TASK GOAL -
Rewrite the entries between the lines holding "Find every instance of the planet" and "<point>1246,814</point>", inclusive, swapping "wooden door" for "glass door" wherever it appears and leaving everything else unchanged.

DATASET ENTRIES start

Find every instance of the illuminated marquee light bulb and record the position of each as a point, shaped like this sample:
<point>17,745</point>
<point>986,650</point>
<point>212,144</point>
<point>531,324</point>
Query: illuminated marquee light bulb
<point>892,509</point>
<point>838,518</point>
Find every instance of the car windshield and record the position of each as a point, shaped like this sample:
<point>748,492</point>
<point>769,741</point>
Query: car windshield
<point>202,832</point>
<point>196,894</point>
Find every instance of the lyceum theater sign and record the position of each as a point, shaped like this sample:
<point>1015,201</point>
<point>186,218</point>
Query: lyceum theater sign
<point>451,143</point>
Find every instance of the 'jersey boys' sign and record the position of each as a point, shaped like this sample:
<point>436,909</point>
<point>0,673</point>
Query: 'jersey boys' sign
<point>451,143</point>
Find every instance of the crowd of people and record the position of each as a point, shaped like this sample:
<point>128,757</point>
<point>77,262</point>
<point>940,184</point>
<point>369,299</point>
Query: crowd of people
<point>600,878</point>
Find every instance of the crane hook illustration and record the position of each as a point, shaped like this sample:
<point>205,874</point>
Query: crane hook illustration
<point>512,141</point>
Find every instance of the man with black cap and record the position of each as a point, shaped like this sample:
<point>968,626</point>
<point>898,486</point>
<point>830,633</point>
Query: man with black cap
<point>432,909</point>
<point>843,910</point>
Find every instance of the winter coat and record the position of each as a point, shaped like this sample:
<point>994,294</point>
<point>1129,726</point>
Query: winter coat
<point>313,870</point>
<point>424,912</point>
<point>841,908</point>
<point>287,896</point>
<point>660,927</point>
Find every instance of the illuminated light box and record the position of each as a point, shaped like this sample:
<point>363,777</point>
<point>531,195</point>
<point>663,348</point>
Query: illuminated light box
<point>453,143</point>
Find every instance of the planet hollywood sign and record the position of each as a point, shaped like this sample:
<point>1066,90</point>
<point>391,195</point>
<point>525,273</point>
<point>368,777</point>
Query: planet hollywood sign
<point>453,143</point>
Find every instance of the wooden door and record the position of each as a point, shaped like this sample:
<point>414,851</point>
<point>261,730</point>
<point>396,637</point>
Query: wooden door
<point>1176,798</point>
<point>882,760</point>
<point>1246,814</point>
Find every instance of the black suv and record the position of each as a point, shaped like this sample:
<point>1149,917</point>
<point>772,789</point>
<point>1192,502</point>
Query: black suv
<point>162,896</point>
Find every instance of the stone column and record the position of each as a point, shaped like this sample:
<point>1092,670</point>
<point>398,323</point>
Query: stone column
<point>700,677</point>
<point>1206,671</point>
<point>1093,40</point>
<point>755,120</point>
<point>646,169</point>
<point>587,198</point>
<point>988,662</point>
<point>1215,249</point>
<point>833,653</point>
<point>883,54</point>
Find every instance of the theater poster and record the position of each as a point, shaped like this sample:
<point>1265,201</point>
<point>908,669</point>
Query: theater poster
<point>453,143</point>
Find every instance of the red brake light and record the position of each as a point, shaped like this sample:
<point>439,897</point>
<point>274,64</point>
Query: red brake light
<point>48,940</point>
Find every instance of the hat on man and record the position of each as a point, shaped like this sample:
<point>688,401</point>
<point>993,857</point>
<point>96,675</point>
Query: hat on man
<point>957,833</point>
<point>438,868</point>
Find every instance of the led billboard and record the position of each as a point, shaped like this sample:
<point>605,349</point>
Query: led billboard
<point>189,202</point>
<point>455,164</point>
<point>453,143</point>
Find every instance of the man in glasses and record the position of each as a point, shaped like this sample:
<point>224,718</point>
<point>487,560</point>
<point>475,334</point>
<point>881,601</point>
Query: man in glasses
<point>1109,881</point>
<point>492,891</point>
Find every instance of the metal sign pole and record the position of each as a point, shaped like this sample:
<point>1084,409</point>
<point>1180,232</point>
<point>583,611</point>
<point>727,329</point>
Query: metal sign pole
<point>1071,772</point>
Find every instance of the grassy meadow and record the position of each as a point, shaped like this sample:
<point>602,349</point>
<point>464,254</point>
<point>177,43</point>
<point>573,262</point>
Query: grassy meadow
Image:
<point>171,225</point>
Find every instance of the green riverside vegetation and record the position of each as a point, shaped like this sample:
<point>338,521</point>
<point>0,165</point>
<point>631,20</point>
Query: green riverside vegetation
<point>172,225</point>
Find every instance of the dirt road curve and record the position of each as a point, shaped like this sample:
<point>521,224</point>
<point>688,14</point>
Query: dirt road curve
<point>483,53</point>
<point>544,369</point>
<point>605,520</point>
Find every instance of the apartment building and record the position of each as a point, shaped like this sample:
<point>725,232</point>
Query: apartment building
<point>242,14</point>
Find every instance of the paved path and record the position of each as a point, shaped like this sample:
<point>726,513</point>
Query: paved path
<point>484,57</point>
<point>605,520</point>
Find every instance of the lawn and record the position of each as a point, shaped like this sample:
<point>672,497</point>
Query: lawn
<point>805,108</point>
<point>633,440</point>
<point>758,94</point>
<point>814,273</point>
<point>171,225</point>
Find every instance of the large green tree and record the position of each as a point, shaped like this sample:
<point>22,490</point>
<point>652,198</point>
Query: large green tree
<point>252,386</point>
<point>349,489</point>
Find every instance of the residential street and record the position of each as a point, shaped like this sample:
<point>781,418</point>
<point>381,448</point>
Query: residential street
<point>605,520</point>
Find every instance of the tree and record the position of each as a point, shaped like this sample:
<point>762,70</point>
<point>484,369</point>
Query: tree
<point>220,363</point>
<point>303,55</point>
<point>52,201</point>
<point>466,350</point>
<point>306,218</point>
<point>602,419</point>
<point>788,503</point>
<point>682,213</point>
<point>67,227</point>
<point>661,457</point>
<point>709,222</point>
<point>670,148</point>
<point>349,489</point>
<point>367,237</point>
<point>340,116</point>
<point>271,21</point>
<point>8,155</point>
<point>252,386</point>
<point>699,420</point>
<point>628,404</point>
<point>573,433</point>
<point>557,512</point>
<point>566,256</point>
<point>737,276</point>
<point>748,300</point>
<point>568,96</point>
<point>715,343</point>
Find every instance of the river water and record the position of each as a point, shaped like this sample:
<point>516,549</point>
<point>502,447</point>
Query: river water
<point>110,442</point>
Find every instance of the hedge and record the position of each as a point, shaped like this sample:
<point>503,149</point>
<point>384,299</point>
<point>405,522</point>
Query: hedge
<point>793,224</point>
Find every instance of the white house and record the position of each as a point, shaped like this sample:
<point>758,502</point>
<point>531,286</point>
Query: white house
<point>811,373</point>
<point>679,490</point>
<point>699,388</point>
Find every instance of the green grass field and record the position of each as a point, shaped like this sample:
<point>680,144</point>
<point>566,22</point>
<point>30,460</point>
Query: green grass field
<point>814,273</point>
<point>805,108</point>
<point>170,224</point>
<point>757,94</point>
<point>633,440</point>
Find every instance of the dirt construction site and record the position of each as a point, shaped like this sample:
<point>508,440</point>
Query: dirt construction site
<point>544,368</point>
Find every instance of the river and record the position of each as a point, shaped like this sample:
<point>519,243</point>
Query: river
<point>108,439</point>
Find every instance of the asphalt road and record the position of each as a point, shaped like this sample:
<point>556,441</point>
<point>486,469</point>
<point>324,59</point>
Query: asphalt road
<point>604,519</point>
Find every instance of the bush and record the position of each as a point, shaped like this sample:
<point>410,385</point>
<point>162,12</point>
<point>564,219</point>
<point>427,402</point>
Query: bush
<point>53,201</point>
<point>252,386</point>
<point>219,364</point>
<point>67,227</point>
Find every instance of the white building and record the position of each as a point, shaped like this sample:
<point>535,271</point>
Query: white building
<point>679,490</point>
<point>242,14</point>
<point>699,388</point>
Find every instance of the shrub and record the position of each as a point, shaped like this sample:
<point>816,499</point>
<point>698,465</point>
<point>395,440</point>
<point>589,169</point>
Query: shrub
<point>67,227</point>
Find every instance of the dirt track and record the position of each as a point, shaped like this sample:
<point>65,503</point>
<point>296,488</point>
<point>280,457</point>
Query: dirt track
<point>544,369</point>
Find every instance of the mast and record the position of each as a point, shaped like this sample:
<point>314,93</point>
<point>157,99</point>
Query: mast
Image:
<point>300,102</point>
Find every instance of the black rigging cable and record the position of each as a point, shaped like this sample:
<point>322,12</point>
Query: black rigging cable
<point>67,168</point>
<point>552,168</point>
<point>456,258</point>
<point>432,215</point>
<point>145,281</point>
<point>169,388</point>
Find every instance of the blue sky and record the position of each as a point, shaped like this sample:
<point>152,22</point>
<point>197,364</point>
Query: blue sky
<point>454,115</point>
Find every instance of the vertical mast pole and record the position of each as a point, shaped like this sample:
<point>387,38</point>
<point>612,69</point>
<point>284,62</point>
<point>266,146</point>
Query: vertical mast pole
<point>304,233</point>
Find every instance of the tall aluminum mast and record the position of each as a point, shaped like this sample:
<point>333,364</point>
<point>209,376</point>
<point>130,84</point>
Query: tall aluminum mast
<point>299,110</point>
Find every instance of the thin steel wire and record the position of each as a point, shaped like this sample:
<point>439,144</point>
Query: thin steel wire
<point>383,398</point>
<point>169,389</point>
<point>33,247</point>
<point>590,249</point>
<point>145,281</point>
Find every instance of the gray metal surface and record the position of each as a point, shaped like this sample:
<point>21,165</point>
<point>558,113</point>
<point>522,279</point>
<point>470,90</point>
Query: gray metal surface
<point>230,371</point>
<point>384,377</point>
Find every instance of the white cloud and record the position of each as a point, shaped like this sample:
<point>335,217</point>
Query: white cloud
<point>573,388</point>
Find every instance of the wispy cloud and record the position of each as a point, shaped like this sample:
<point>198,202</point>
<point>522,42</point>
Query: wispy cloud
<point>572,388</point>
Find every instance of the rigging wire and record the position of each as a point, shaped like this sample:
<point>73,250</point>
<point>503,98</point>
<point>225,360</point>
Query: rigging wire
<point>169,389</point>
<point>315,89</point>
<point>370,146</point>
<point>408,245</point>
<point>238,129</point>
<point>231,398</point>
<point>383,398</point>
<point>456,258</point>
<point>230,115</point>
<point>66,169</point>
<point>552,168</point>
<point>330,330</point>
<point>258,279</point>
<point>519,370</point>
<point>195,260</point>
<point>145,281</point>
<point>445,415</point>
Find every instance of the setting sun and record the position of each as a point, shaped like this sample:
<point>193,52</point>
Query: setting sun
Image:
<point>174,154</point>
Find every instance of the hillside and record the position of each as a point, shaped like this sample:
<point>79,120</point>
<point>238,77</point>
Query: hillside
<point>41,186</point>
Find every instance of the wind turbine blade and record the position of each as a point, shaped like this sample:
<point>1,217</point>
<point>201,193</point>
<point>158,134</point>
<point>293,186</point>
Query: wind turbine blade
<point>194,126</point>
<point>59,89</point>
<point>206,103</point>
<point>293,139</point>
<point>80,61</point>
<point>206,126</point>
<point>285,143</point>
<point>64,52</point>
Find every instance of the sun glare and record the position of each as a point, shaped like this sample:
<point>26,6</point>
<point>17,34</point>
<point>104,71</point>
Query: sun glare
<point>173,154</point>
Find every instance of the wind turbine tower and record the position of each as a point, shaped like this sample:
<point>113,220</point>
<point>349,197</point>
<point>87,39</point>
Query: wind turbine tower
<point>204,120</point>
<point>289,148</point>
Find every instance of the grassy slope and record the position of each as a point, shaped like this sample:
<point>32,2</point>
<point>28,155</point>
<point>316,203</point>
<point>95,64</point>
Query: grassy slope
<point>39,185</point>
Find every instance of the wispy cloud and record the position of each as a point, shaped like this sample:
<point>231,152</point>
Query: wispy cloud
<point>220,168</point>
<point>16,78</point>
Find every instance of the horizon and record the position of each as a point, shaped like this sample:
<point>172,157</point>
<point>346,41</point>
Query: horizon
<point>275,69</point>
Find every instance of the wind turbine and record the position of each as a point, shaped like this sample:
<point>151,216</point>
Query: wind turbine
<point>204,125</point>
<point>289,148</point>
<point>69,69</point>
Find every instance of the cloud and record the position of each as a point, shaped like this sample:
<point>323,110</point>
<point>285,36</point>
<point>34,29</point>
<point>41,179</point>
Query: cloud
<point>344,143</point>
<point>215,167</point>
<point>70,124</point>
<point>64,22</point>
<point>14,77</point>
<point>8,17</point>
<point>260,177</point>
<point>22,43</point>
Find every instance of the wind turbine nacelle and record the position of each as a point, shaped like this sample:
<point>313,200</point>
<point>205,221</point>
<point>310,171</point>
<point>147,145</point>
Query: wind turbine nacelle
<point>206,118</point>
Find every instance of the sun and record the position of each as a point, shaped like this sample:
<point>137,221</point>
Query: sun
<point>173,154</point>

DATASET ENTRIES end

SOLUTION -
Find every instance of the planet hollywood sign and record the position of each as a point, shaped like this sample:
<point>1066,90</point>
<point>391,195</point>
<point>525,273</point>
<point>368,777</point>
Query: planet hollywood sign
<point>453,143</point>
Find every instance of the glass door and record the position of each as a point, shaped like this sample:
<point>414,851</point>
<point>261,730</point>
<point>396,637</point>
Query: glass door
<point>1176,798</point>
<point>882,760</point>
<point>1246,814</point>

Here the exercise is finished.